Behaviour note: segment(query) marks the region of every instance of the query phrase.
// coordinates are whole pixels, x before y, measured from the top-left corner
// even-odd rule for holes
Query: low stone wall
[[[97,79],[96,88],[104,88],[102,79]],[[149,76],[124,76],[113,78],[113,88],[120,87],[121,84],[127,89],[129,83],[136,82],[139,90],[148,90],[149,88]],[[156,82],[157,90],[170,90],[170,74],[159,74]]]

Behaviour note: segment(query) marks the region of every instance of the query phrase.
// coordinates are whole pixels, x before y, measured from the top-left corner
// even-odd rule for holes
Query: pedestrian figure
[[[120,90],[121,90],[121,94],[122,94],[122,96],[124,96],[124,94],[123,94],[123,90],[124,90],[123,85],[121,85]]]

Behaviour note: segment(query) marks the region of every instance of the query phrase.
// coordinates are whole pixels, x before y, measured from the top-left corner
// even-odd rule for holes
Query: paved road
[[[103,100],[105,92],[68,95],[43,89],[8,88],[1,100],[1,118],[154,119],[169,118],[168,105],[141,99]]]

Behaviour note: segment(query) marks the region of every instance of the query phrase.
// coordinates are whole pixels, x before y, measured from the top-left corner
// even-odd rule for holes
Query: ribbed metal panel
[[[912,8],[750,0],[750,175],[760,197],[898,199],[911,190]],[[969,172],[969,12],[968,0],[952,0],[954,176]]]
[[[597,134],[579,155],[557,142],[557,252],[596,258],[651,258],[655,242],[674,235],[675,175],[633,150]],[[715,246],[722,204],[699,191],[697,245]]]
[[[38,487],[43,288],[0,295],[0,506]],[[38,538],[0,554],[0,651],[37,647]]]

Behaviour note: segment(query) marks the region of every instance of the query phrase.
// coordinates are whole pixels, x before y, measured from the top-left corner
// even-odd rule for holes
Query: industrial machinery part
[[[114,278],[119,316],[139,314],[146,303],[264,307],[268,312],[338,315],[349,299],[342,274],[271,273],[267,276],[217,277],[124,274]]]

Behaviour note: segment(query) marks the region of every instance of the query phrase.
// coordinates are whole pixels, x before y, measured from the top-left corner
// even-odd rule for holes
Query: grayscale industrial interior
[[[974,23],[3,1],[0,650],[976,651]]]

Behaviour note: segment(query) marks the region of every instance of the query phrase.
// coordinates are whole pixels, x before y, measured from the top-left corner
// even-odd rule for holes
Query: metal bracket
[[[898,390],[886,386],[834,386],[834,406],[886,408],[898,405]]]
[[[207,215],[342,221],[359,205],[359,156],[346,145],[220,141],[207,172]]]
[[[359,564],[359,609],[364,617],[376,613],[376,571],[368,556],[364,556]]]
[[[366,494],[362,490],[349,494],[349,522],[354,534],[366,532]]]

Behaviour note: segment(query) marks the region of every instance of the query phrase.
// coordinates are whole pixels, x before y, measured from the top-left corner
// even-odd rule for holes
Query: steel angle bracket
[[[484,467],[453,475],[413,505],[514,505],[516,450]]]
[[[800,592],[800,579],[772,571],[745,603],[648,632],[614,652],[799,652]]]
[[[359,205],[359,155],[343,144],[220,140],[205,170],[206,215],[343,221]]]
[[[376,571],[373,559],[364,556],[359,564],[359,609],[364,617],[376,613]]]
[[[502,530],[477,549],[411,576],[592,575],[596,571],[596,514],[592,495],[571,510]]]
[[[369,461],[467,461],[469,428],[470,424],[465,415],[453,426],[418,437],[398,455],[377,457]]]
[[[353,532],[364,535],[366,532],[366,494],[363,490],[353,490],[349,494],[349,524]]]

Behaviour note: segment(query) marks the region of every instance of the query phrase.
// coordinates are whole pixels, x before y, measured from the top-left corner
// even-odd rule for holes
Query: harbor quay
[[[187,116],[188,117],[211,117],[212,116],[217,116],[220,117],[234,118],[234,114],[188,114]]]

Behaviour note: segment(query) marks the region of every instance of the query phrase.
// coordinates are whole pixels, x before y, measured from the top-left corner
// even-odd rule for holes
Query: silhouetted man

- - -

**TASK DIRECTIONS**
Can you copy out the whole listing above line for line, with every character unchanged?

**ANSWER FOR THE TASK**
Behaviour note: segment(query) marks the region of every instance of the query phrase.
// coordinates are whole pixels, x before y, measured from the top-left corner
// even-odd rule for holes
Query: low stone wall
[[[97,79],[96,88],[104,88],[102,79]],[[149,76],[124,76],[113,78],[113,88],[120,87],[121,84],[127,89],[129,83],[136,82],[139,90],[148,90],[149,88]],[[156,82],[157,90],[170,90],[170,74],[159,74]]]

Behaviour note: segment(query) marks the region of every instance of the query phrase.
// coordinates are whole pixels, x before y, measured from the top-left corner
// even-odd rule for holes
Query: pedestrian figure
[[[120,90],[121,90],[121,94],[122,94],[122,96],[124,96],[124,94],[123,94],[123,90],[124,90],[123,85],[121,85]]]

Behaviour note: segment(query) marks the region of every instance of the query phrase.
// coordinates are whole pixels, x before y, measured from the top-left corner
// even-odd rule for holes
Query: paved road
[[[103,100],[105,92],[68,95],[43,89],[8,88],[1,100],[1,118],[154,119],[169,118],[168,105],[141,99]]]

Behaviour note: segment(query) marks the region of every instance of the query phrase.
// coordinates are whole pixels, x before y, measured from the top-left corner
// even-odd rule for holes
Query: ribbed metal panel
[[[912,8],[750,0],[750,175],[760,197],[898,199],[911,190]],[[969,172],[969,12],[968,0],[952,0],[954,176]]]
[[[597,134],[579,155],[557,142],[557,252],[596,258],[651,258],[655,242],[674,235],[675,175],[633,150]],[[715,246],[722,204],[699,191],[697,245]]]
[[[38,487],[43,288],[0,295],[0,506]],[[38,538],[0,554],[0,651],[37,647]]]

Behaviour note: segment(query) marks the region of every instance of the query phrase.
// coordinates are whole pixels, x before y, measured from the top-left corner
// even-odd rule for holes
Query: industrial machinery part
[[[114,278],[119,316],[139,314],[146,303],[264,307],[268,312],[338,315],[349,299],[342,274],[271,273],[267,276],[217,277],[124,274]]]

Behaviour note: segment(query) marks the region of every instance of the query phrase.
// coordinates are whole pixels, x before y, measured from the top-left corner
// even-odd rule for holes
Query: grayscale industrial interior
[[[974,23],[3,1],[0,650],[976,651]]]

Behaviour note: segment(query) marks the region of every instance of the query phrase.
// coordinates are whole pixels, x before y, measured from the top-left corner
// even-odd rule for holes
Query: metal bracket
[[[898,390],[886,386],[834,386],[834,406],[886,408],[898,405]]]
[[[207,215],[342,221],[359,205],[359,156],[346,145],[220,141],[207,172]]]
[[[359,564],[359,609],[364,617],[376,613],[376,571],[368,556],[364,556]]]
[[[366,494],[362,490],[349,494],[349,522],[354,534],[366,532]]]

Behaviour note: segment(query) marks the region of every instance of the query phrase.
// coordinates are whole pixels, x before y, measured from the top-left corner
// even-odd rule for holes
Query: steel angle bracket
[[[484,467],[453,475],[413,505],[514,505],[516,450]]]
[[[800,592],[800,579],[772,571],[745,603],[648,632],[614,652],[799,652]]]
[[[359,205],[359,155],[343,144],[220,140],[205,170],[206,215],[343,221]]]
[[[376,571],[373,559],[364,556],[359,564],[359,609],[364,617],[376,613]]]
[[[502,530],[477,549],[411,576],[592,575],[596,571],[596,514],[592,495],[571,510]]]
[[[369,461],[467,461],[469,428],[470,424],[465,415],[453,426],[418,437],[398,455],[377,457]]]
[[[353,532],[364,535],[366,532],[366,494],[363,490],[353,490],[349,494],[349,524]]]

Behaviour note: segment(query) marks the region of every instance of the query phrase.
// coordinates are whole pixels, x before y, measured from the top-left corner
// even-odd rule for holes
Query: harbor quay
[[[187,116],[188,117],[211,117],[212,116],[217,116],[220,117],[234,118],[234,114],[188,114]]]

Behaviour note: segment(query) marks the region of every instance of the query phrase.
// coordinates are whole pixels, x before y, measured from the top-left corner
// even-odd rule for holes
Query: silhouetted man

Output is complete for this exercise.